WHAT THE EXERCISE ASKS:
Write out every record below exactly as it appears, omitting the pictures.

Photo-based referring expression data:
# # # # # # #

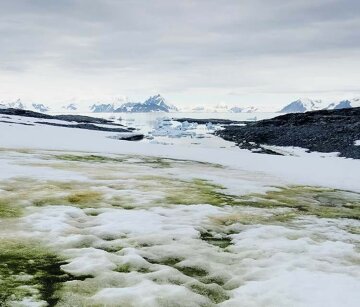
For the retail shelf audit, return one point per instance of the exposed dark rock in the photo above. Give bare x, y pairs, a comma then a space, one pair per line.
322, 131
215, 121
67, 118
85, 126
75, 121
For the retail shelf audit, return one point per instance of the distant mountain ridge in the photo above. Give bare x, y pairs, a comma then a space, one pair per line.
18, 104
153, 104
158, 104
306, 104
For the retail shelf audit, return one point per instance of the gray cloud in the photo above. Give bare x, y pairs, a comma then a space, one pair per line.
181, 46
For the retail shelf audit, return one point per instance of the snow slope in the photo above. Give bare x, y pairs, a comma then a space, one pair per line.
312, 170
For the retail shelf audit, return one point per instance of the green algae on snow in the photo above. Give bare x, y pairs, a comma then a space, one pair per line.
88, 158
322, 202
9, 208
30, 271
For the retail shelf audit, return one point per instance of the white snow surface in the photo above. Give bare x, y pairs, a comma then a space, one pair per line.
308, 169
307, 261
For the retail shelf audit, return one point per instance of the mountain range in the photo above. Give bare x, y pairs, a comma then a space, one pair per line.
305, 105
158, 104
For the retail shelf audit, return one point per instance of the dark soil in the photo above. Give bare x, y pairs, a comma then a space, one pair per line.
322, 131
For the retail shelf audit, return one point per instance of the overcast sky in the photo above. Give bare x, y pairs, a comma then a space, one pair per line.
241, 52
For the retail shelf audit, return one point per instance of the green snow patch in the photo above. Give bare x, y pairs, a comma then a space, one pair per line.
29, 271
9, 208
322, 202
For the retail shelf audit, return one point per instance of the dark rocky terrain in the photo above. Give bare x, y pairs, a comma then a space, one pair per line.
215, 121
67, 118
322, 131
75, 121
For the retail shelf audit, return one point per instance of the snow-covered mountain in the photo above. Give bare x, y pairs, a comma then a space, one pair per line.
70, 107
39, 107
154, 104
18, 104
303, 105
343, 104
102, 108
243, 110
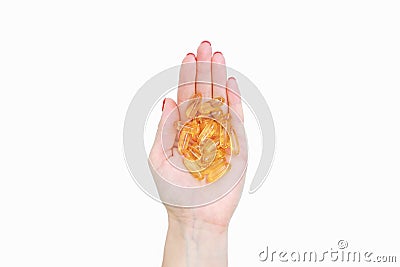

# # # # # # #

TASK OUTPUT:
For the retail shelf audit, return one point per instance of the exposed dark rock in the photo above. Give bare x, y pairs, a comma then a space, one pair per line.
322, 131
215, 121
67, 118
85, 126
75, 121
For the retail shelf audit, return one point per instance of the distant mountain ridge in the photo above. Give bare x, y pairs, a comma then a space, one pair per line.
18, 104
153, 104
158, 104
306, 104
For the retail shelf audit, return one point per instance of the gray cloud in the photo above. Give bare x, y pairs, a comma then a space, one pair per line.
181, 46
For the retail shelf audit, return one point per instance of the snow slope in the photo above. Give bare x, y pairs, a comma then a space, one pair per line.
312, 170
For the retail shelf audit, return one point per instance of the green algae on snow in the photo above. Give bare x, y pairs, a comma then a space, one pair per line.
88, 158
322, 202
9, 208
30, 271
For the retail shelf audit, return one point per instance of the white snow surface in the photo above. Give bare x, y pairs, a comma then a space, one pair per line.
308, 169
307, 261
For the retail shelf audit, return one point per instance of the mountain range in the photo above. Give bare x, y pairs, a comma then a space, one pair per line.
305, 105
158, 104
For the retail shelf audit, return one point per instance of the dark soil in the photo above. Give bare x, y pairs, a comma then a space, one pair per line.
322, 131
For the retail shelf audit, return one point per instance of the overcast sky in the photo above. Give bare x, y pairs, a comma then a space, one pair per line.
241, 52
For the retail shelf audit, return one point per instance of the green snow patch in the photo above. Give bare x, y pairs, a comma then a space, one pair per line.
29, 271
9, 208
322, 202
For the retail shelf audit, return one point per instance of the dark rocky terrain in the photo above. Give bare x, y pairs, a comma then a space, one pair per line.
215, 121
67, 118
322, 131
75, 121
For the retail shelf audit, return one point per instance of the snow-covered mountain in the photo above. Give bare x, y pairs, a comma then a space, one pair per line.
70, 107
39, 107
154, 104
18, 104
303, 105
343, 104
102, 108
243, 110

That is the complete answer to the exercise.